INFORMATION SUPPLIED:
━━━━━━━━━━━━━━━━

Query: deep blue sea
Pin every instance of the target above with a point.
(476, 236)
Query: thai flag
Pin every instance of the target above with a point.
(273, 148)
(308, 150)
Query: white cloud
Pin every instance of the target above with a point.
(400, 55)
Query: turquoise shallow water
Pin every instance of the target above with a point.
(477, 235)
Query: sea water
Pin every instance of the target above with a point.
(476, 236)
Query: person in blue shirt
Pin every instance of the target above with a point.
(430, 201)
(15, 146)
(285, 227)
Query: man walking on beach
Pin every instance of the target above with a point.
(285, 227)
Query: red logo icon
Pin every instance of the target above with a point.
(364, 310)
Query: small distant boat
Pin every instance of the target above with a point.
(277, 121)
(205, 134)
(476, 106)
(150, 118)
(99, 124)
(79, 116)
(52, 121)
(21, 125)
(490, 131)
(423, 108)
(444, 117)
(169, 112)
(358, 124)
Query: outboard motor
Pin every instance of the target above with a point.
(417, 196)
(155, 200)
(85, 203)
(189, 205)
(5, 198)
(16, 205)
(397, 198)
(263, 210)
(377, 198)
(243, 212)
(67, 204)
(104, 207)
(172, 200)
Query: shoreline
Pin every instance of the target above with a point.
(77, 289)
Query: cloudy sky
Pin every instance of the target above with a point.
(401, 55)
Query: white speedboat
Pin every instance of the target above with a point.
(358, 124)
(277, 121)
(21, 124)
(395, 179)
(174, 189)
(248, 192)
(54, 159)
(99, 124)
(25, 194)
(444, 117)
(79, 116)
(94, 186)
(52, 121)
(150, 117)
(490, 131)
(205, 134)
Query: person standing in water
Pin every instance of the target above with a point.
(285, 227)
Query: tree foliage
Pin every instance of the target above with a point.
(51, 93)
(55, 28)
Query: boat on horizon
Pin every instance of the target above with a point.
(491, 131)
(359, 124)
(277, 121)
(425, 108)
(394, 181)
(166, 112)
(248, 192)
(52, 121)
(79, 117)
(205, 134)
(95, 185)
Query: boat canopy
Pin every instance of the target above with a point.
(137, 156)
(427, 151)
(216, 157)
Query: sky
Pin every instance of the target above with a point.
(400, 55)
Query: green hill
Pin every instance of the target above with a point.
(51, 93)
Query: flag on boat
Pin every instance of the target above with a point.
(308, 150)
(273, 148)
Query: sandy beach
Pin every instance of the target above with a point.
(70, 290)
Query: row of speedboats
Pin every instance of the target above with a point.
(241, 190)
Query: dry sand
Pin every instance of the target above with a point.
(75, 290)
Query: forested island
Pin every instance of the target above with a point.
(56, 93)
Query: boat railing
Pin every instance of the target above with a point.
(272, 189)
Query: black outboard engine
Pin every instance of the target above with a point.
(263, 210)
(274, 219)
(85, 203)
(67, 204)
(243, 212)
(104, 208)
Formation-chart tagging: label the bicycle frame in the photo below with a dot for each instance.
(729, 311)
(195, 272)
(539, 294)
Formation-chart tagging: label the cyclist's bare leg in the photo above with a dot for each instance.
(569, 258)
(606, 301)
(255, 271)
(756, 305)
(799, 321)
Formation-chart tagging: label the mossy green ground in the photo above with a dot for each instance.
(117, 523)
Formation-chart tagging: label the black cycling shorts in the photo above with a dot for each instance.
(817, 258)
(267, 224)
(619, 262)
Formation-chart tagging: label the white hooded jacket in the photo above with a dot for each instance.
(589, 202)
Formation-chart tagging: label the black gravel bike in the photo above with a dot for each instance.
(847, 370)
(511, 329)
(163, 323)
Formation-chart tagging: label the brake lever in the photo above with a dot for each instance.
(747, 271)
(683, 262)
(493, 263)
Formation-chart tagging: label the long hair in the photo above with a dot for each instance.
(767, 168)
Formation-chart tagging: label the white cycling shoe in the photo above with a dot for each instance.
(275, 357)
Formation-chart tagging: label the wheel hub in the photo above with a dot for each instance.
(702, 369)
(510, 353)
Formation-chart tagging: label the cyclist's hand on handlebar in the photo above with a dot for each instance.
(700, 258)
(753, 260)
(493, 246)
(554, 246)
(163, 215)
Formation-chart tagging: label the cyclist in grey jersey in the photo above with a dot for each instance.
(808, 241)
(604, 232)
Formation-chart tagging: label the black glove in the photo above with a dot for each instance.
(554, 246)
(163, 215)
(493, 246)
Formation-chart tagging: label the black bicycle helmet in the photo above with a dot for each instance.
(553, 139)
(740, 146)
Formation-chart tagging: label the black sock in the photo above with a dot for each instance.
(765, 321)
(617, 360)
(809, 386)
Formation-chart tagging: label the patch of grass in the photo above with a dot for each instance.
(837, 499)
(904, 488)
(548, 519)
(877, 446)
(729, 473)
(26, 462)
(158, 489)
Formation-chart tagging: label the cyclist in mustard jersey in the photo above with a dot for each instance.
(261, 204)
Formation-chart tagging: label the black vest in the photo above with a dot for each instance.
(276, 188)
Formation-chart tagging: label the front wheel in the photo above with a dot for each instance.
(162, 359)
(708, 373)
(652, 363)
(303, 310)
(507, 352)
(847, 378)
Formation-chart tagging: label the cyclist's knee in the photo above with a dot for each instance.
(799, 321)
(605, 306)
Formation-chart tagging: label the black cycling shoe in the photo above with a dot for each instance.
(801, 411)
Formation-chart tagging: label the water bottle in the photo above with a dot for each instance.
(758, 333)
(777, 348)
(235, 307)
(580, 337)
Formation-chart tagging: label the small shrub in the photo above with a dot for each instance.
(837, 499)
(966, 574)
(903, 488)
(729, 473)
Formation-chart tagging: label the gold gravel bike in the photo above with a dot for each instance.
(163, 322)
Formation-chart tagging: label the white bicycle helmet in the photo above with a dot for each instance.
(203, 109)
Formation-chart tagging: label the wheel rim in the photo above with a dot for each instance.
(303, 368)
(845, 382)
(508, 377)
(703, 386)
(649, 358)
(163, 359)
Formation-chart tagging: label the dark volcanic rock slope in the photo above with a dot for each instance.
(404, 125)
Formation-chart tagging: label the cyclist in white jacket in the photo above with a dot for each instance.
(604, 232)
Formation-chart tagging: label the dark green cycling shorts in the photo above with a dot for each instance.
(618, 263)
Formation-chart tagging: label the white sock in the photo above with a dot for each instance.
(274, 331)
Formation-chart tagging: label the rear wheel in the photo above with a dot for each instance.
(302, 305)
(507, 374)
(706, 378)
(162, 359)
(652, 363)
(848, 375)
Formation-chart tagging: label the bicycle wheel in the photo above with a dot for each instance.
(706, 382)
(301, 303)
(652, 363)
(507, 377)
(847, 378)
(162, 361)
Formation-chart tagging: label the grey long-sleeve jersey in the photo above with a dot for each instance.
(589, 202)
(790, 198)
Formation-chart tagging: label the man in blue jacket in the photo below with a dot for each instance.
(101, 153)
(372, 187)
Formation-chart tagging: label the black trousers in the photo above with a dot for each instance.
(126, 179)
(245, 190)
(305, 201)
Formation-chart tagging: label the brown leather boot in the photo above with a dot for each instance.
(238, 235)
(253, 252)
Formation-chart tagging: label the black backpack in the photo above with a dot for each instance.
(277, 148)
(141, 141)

━━━━━━━━━━━━━━━━

EXERCISE GOAL: The response must give every line from the material above that holds the string "beach".

SOLUTION TO THE EXERCISE:
Query: man walking on beach
Query: sandy beach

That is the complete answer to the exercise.